### REQUIRED WORK
Can you output the lines below as a numbered list, beginning at the line that contains "point_to MUST place one pin on each instance of the blue" and continuing through the last line, with any blank lines left out?

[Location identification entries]
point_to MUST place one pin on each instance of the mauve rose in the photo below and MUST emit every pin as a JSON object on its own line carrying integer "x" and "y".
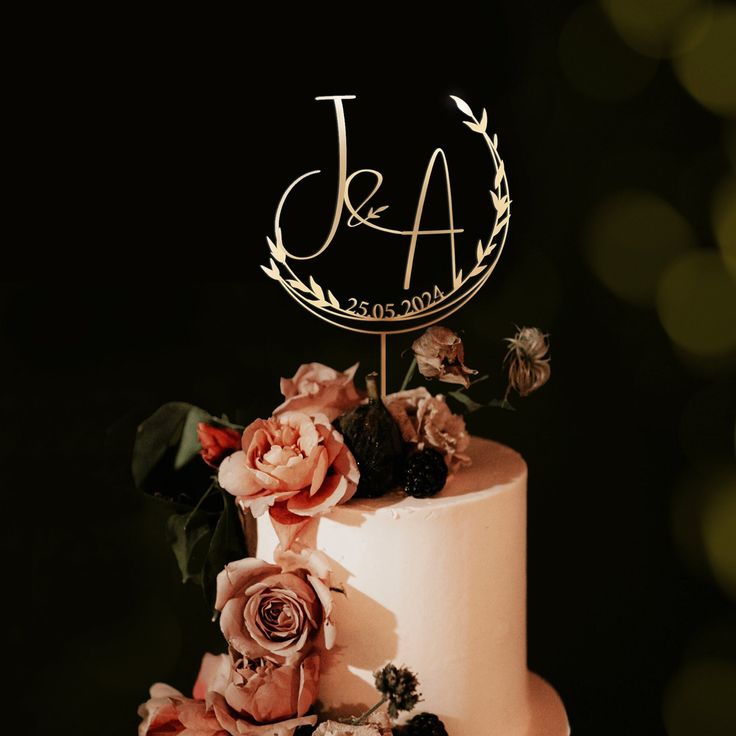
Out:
{"x": 439, "y": 354}
{"x": 319, "y": 389}
{"x": 276, "y": 612}
{"x": 296, "y": 463}
{"x": 217, "y": 443}
{"x": 270, "y": 692}
{"x": 169, "y": 713}
{"x": 427, "y": 421}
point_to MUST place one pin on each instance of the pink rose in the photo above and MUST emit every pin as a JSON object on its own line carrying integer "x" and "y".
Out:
{"x": 223, "y": 706}
{"x": 168, "y": 713}
{"x": 439, "y": 353}
{"x": 296, "y": 465}
{"x": 427, "y": 421}
{"x": 267, "y": 691}
{"x": 319, "y": 389}
{"x": 275, "y": 612}
{"x": 217, "y": 443}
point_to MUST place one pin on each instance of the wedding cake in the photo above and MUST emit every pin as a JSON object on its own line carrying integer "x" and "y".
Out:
{"x": 438, "y": 583}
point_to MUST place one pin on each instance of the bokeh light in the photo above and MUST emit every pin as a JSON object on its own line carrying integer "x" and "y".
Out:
{"x": 723, "y": 214}
{"x": 700, "y": 699}
{"x": 654, "y": 27}
{"x": 597, "y": 62}
{"x": 730, "y": 142}
{"x": 629, "y": 240}
{"x": 719, "y": 534}
{"x": 696, "y": 301}
{"x": 706, "y": 70}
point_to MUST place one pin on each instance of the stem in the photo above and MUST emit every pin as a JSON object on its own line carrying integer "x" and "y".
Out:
{"x": 479, "y": 380}
{"x": 409, "y": 374}
{"x": 199, "y": 503}
{"x": 372, "y": 386}
{"x": 360, "y": 720}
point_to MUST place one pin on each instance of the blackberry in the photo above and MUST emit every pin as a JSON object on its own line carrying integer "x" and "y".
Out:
{"x": 425, "y": 724}
{"x": 426, "y": 473}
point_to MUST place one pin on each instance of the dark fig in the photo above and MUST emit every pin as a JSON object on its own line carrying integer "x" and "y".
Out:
{"x": 375, "y": 440}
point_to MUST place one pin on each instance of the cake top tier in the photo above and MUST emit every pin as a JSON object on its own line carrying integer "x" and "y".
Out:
{"x": 494, "y": 467}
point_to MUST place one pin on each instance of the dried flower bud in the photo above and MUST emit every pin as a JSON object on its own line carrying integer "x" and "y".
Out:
{"x": 399, "y": 685}
{"x": 439, "y": 354}
{"x": 527, "y": 360}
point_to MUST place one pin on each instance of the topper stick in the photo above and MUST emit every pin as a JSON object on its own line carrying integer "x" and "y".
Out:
{"x": 383, "y": 365}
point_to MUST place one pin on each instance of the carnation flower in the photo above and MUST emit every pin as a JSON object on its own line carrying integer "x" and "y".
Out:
{"x": 439, "y": 354}
{"x": 217, "y": 443}
{"x": 275, "y": 612}
{"x": 209, "y": 712}
{"x": 319, "y": 389}
{"x": 427, "y": 421}
{"x": 527, "y": 360}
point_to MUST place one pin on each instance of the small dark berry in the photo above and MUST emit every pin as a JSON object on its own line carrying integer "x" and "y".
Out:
{"x": 425, "y": 724}
{"x": 399, "y": 685}
{"x": 426, "y": 473}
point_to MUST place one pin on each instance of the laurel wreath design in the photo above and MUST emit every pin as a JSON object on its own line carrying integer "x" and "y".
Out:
{"x": 315, "y": 295}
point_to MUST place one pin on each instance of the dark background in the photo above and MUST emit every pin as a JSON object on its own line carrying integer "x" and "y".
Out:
{"x": 171, "y": 144}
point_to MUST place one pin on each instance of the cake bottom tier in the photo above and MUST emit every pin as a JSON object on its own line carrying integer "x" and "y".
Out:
{"x": 547, "y": 715}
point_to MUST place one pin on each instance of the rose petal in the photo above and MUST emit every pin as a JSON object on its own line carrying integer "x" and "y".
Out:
{"x": 213, "y": 675}
{"x": 238, "y": 479}
{"x": 308, "y": 684}
{"x": 236, "y": 576}
{"x": 331, "y": 492}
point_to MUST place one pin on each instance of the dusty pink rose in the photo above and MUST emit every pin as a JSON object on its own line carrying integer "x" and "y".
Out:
{"x": 275, "y": 612}
{"x": 439, "y": 354}
{"x": 294, "y": 464}
{"x": 280, "y": 699}
{"x": 217, "y": 443}
{"x": 169, "y": 713}
{"x": 319, "y": 389}
{"x": 427, "y": 421}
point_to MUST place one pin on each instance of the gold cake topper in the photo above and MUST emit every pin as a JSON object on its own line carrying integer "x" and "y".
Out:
{"x": 412, "y": 308}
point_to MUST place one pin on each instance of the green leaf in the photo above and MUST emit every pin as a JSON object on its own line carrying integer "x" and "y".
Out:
{"x": 502, "y": 404}
{"x": 465, "y": 400}
{"x": 228, "y": 543}
{"x": 189, "y": 446}
{"x": 189, "y": 535}
{"x": 171, "y": 427}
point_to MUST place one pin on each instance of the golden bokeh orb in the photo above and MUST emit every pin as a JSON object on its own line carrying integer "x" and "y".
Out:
{"x": 629, "y": 240}
{"x": 696, "y": 301}
{"x": 699, "y": 698}
{"x": 719, "y": 533}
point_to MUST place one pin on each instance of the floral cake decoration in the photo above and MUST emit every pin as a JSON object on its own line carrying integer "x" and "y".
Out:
{"x": 327, "y": 442}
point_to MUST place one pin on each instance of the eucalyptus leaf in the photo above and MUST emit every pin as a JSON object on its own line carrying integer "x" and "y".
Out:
{"x": 469, "y": 404}
{"x": 189, "y": 446}
{"x": 502, "y": 404}
{"x": 227, "y": 544}
{"x": 162, "y": 433}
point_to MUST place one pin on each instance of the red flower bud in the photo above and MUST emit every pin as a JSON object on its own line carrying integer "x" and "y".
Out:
{"x": 217, "y": 443}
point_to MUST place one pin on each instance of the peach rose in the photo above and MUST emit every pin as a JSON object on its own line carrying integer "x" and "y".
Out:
{"x": 319, "y": 389}
{"x": 275, "y": 612}
{"x": 427, "y": 421}
{"x": 217, "y": 443}
{"x": 295, "y": 462}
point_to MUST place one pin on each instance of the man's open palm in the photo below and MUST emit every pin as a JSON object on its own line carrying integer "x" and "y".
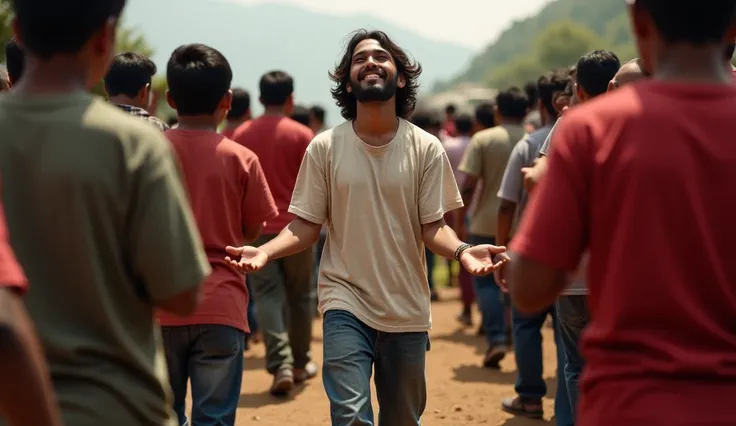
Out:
{"x": 478, "y": 260}
{"x": 251, "y": 258}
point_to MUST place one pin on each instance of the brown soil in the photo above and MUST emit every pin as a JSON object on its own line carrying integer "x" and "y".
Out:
{"x": 460, "y": 390}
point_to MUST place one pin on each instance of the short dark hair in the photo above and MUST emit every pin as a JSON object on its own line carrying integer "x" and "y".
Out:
{"x": 241, "y": 103}
{"x": 531, "y": 93}
{"x": 551, "y": 84}
{"x": 728, "y": 53}
{"x": 52, "y": 27}
{"x": 595, "y": 70}
{"x": 300, "y": 114}
{"x": 199, "y": 76}
{"x": 128, "y": 74}
{"x": 484, "y": 115}
{"x": 690, "y": 21}
{"x": 406, "y": 97}
{"x": 463, "y": 124}
{"x": 14, "y": 59}
{"x": 276, "y": 87}
{"x": 512, "y": 103}
{"x": 425, "y": 120}
{"x": 318, "y": 112}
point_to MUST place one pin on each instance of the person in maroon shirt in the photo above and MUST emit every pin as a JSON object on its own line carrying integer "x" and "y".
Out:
{"x": 230, "y": 200}
{"x": 26, "y": 393}
{"x": 641, "y": 178}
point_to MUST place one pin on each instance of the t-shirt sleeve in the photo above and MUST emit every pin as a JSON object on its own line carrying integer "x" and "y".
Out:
{"x": 438, "y": 192}
{"x": 554, "y": 228}
{"x": 165, "y": 245}
{"x": 544, "y": 149}
{"x": 310, "y": 198}
{"x": 513, "y": 181}
{"x": 11, "y": 275}
{"x": 258, "y": 204}
{"x": 472, "y": 162}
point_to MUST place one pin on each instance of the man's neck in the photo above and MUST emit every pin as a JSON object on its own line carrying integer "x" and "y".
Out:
{"x": 692, "y": 64}
{"x": 60, "y": 75}
{"x": 198, "y": 122}
{"x": 376, "y": 118}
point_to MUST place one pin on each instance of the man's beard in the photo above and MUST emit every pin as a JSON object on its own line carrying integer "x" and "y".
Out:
{"x": 375, "y": 93}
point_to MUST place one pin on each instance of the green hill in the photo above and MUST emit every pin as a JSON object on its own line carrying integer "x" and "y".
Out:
{"x": 555, "y": 37}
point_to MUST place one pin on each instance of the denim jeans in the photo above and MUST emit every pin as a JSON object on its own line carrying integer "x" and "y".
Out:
{"x": 211, "y": 356}
{"x": 573, "y": 317}
{"x": 285, "y": 296}
{"x": 351, "y": 351}
{"x": 530, "y": 383}
{"x": 492, "y": 309}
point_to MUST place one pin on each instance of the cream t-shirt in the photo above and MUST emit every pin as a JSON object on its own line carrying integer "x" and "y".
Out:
{"x": 375, "y": 201}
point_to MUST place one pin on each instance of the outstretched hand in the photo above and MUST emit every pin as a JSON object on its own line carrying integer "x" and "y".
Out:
{"x": 478, "y": 260}
{"x": 251, "y": 258}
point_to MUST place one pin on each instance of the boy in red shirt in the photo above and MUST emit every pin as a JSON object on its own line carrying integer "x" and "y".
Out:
{"x": 230, "y": 200}
{"x": 640, "y": 177}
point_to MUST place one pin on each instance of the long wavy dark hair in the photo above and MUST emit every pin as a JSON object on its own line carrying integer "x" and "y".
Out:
{"x": 406, "y": 97}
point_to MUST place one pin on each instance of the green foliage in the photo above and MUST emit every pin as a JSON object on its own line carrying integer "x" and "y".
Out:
{"x": 556, "y": 37}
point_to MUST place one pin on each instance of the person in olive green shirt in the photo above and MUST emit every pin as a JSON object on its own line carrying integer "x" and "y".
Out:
{"x": 98, "y": 218}
{"x": 483, "y": 164}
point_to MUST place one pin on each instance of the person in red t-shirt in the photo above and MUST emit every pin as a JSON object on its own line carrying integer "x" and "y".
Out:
{"x": 640, "y": 177}
{"x": 26, "y": 393}
{"x": 230, "y": 200}
{"x": 280, "y": 144}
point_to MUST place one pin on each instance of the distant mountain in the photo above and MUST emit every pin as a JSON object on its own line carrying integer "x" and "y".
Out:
{"x": 259, "y": 38}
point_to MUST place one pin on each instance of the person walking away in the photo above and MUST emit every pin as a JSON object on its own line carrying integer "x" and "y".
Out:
{"x": 383, "y": 187}
{"x": 280, "y": 144}
{"x": 660, "y": 347}
{"x": 100, "y": 192}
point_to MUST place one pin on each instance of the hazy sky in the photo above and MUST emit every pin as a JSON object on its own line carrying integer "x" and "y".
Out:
{"x": 472, "y": 23}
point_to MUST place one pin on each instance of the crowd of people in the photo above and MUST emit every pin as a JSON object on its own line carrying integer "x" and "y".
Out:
{"x": 137, "y": 256}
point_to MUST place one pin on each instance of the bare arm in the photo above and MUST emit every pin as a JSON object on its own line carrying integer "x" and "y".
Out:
{"x": 298, "y": 236}
{"x": 26, "y": 393}
{"x": 532, "y": 285}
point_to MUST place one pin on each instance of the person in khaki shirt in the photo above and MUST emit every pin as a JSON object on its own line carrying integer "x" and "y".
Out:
{"x": 483, "y": 164}
{"x": 99, "y": 220}
{"x": 382, "y": 185}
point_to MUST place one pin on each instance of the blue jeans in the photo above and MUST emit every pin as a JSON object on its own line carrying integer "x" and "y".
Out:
{"x": 211, "y": 356}
{"x": 351, "y": 351}
{"x": 573, "y": 318}
{"x": 530, "y": 384}
{"x": 492, "y": 309}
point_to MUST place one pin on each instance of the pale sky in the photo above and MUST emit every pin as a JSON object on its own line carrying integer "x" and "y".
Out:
{"x": 472, "y": 23}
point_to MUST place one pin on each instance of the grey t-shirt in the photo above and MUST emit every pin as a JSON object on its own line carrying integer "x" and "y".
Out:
{"x": 523, "y": 155}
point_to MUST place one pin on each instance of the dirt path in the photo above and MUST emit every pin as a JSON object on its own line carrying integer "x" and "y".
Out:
{"x": 460, "y": 391}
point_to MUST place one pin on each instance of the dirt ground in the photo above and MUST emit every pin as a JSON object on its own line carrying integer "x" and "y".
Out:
{"x": 460, "y": 390}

### RESPONSE FOR THIS EXERCISE
1. point_to MUST place one pin on each instance of the blue jeans in the photo above and MUST emit every pin as a JSON object on its own line carrying integer "x" and "y".
2. Out:
3. {"x": 211, "y": 356}
4. {"x": 351, "y": 351}
5. {"x": 573, "y": 318}
6. {"x": 530, "y": 384}
7. {"x": 492, "y": 309}
8. point_to MUST place one pin on each instance of the pale sky in the photo above and MUST emit every pin as a JSON object on its own line carrying integer "x" and "y".
9. Out:
10. {"x": 472, "y": 23}
11. point_to MUST place one pin on each instance of the grey t-shirt in the photo above and MUST emit every pin as a JSON object on its own line carrying integer "x" and "y".
12. Out:
13. {"x": 523, "y": 155}
14. point_to MUST place one pin on each instance of the dirt path in the photo above and MUST emit every pin as a JSON object on its own line carrying integer "x" and "y".
15. Out:
16. {"x": 460, "y": 391}
17. point_to MUST place one pin on each instance of the dirt ground in the photo above and MUST emit every pin as a JSON object on its own line carrying integer "x" and "y".
18. Out:
19. {"x": 460, "y": 390}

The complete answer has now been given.